### SET OF TASKS:
**A)** Reproduce the portion of the post on common PINs that begins with the words containing "Posted on February" and ends with "bloody things down.".
**B)** According to the abstract in the post on common PINs, how many banking customers took part in the survey?

"1234" and Birthdays Are the Most Common PINs

Research paper: “A birthday present every eleven wallets? The security of customer-chosen banking PINs,” by Joseph Bonneau, Sören Preibusch, and Ross Anderson:

Abstract: We provide the first published estimates of the difficulty of guessing a human-chosen 4-digit PIN. We begin with two large sets of 4-digit sequences chosen outside banking for online passwords and smartphone unlock-codes. We use a regression model to identify a small number of dominant factors influencing user choice. Using this model and a survey of over 1,100 banking customers, we estimate the distribution of banking PINs as well as the frequency of security-relevant behaviour such as sharing and reusing PINs. We find that guessing PINs based on the victims’ birthday, which nearly all users carry documentation of, will enable a competent thief to gain use of an ATM card once for every 11-18 stolen wallets, depending on whether banks prohibit weak PINs such as 1234. The lesson for cardholders is to never use one’s date of birth as a PIN. The lesson for card-issuing banks is to implement a denied PIN list, which several large banks still fail to do. However, blacklists cannot effectively mitigate guessing given a known birth date, suggesting banks should move away from customer-chosen banking PINs in the long term.

Blog post.

EDITED TO ADD (2/22): News article

Posted on February 21, 2012 at 7:36 AM49 Comments

Comments

bob February 21, 2012 7:58 AM

“The lesson for card-issuing banks is to implement a denied PIN list”

What? It’s far better to have slightly more guessable PIN than it is to encourage people to write the bloody things down.

This is like passwords, my first reaction to any site with a password policy is to write the thing down. My second reaction, is not to use said site for anything I care about.

Frank Van Haste February 21, 2012 8:26 AM

This leaves me wondering about the use of someone else’s birthday as a PIN. Since you probably won’t have that b’day written in your wallet, does this ameliorate the problem?

xxx February 21, 2012 8:29 AM

Funny thing, in my country, the banks are, in the last one or two years, all starting to offer user-settable PINs. They tout it as a great advantage, used to be that all PINs were random. Oh well, I stopped expecting common sense from the banks a while back.

Peter A. February 21, 2012 8:30 AM

Note to self: use PINs out of the 0100 – 3199 range. Thieves may keep guessing my (or someone else’s) birthday all they want.

Random832 February 21, 2012 8:39 AM

@Bob It’s a four-digit number. People can remember four-digit numbers. (They can usually remember seven-digit numbers, and at least one nine-digit number).

Jurgen February 21, 2012 8:41 AM

… I’m with the Better Not Random or They Will Get Written Down party. Banks make the perfect trade-off: Picking your own PIN is a major increase in ease-of-use, apparently trumping (in my experience with both sides: with regat distance) the lock-all-down-tight argument. Indeed, blacklisting certain numbers only makes PINs more easy to guess…! I suggest not allowing any number that may represent YY, MM and/or DD in any order. Ah, which leaves the default PIN anyway.

If only users wouldn’t pick PINs that they have written down on their birthday-carrying other IDs…

Jurgen February 21, 2012 8:46 AM

Or make it mandatory to use your wedding anniversary date. No man can remember that, in the first place.

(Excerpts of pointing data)
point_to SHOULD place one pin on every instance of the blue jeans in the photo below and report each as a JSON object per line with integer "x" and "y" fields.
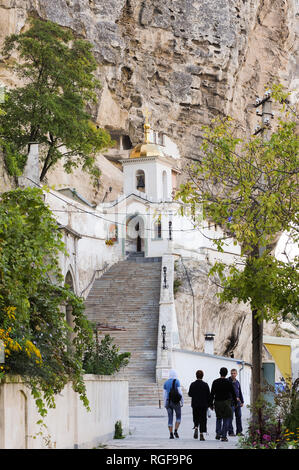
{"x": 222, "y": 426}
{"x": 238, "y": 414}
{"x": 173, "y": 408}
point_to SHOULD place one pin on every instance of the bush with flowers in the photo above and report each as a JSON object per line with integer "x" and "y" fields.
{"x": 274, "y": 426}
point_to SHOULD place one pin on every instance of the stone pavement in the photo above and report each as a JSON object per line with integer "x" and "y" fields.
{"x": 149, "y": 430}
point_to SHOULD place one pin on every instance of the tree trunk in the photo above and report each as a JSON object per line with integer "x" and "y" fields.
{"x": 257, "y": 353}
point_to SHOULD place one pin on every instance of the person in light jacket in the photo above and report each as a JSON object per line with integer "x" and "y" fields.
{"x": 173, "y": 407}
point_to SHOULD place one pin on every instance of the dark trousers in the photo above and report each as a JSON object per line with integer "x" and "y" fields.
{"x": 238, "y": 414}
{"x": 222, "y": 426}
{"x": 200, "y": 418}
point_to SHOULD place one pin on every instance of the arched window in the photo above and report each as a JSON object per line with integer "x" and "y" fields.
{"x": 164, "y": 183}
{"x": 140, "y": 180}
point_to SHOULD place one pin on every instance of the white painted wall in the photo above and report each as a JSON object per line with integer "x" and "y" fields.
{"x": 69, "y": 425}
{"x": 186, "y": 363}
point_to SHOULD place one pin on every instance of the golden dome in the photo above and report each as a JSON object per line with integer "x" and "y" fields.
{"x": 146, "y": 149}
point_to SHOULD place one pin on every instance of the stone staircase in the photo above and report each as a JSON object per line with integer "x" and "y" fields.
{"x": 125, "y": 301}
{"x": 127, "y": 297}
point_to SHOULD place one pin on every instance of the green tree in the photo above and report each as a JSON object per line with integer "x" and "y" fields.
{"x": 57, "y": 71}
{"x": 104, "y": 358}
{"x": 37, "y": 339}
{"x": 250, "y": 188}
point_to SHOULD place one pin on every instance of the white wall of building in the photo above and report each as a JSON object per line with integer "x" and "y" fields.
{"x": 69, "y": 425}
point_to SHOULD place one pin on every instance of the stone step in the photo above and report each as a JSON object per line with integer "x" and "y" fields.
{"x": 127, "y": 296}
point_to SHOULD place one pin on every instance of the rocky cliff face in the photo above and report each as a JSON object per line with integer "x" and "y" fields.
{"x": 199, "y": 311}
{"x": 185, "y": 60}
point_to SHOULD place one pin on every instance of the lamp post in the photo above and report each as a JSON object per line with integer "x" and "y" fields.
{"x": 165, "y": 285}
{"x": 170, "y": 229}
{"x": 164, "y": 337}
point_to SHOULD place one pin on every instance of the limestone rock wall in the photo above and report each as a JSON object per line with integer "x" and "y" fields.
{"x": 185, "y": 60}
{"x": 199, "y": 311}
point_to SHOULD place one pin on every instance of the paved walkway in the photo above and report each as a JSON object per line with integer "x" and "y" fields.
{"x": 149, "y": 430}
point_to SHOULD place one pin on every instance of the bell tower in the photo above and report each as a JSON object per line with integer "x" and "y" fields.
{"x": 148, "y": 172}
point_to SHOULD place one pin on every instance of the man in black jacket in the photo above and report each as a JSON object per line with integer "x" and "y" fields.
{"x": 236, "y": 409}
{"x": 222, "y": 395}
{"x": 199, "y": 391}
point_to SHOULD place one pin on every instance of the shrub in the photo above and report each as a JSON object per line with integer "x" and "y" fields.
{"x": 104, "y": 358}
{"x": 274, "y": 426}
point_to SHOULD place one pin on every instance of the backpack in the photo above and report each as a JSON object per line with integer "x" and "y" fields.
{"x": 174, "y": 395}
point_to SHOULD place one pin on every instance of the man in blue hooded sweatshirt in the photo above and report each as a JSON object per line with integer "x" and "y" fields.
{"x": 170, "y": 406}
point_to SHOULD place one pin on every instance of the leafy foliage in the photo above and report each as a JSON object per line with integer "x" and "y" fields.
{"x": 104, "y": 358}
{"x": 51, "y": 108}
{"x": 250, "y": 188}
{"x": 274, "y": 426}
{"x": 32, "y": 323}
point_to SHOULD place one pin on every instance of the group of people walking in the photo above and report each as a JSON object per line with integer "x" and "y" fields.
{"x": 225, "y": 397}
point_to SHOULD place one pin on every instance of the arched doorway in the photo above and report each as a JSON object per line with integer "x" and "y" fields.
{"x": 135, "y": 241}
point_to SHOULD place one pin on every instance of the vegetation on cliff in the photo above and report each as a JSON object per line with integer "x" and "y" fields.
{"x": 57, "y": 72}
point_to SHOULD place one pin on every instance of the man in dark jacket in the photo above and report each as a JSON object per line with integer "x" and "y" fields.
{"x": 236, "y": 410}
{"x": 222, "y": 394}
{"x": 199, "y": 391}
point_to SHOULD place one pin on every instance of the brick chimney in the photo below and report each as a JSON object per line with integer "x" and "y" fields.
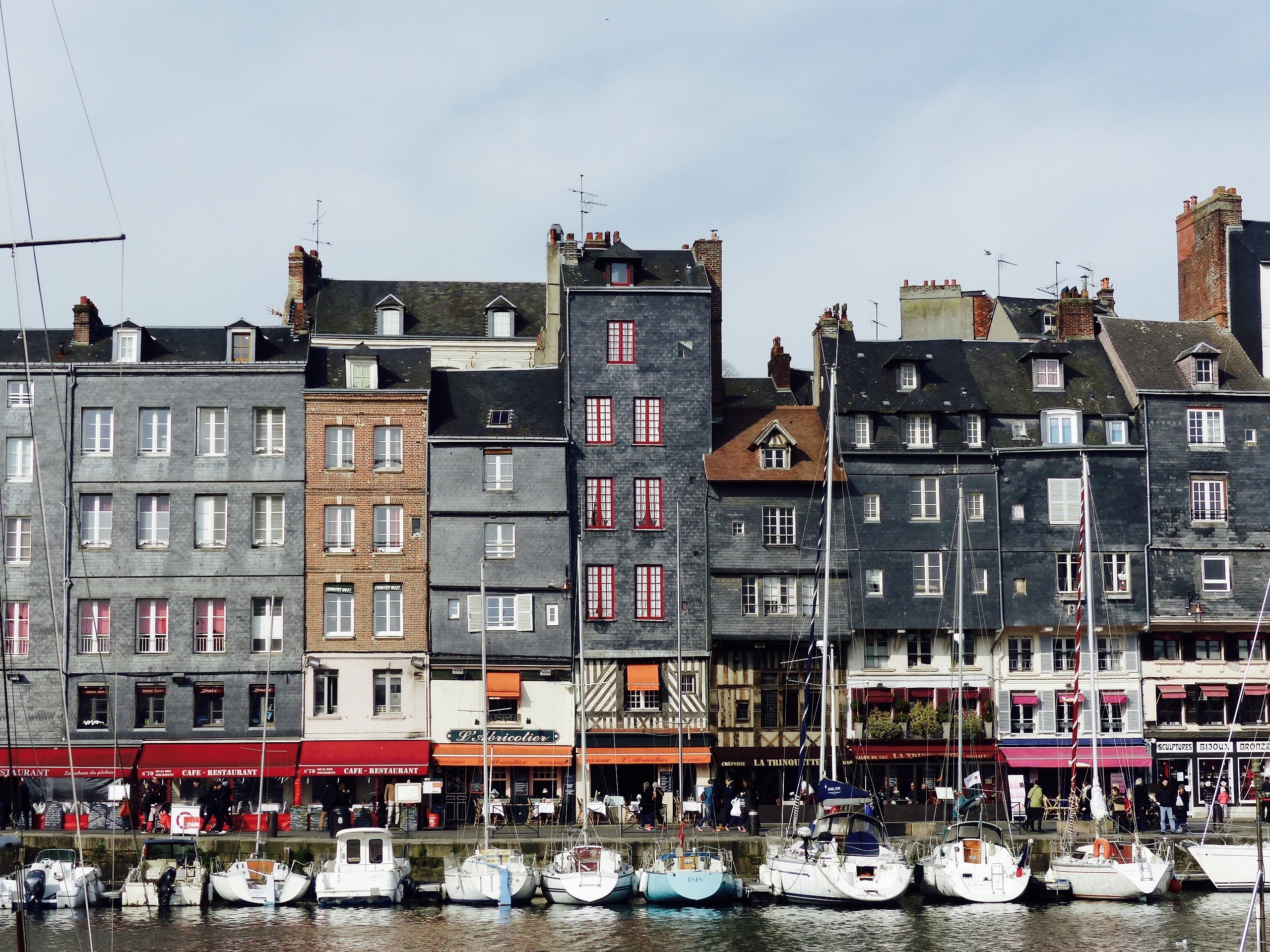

### SOLUTIONS IN ORDER:
**A)**
Posted on February 21, 2012 at 7:36 AM49 Comments

Comments

bob February 21, 2012 7:58 AM

“The lesson for card-issuing banks is to implement a denied PIN list”

What? It’s far better to have slightly more guessable PIN than it is to encourage people to write the bloody things down.

**B)** Over 1,100 banking customers took part in the survey.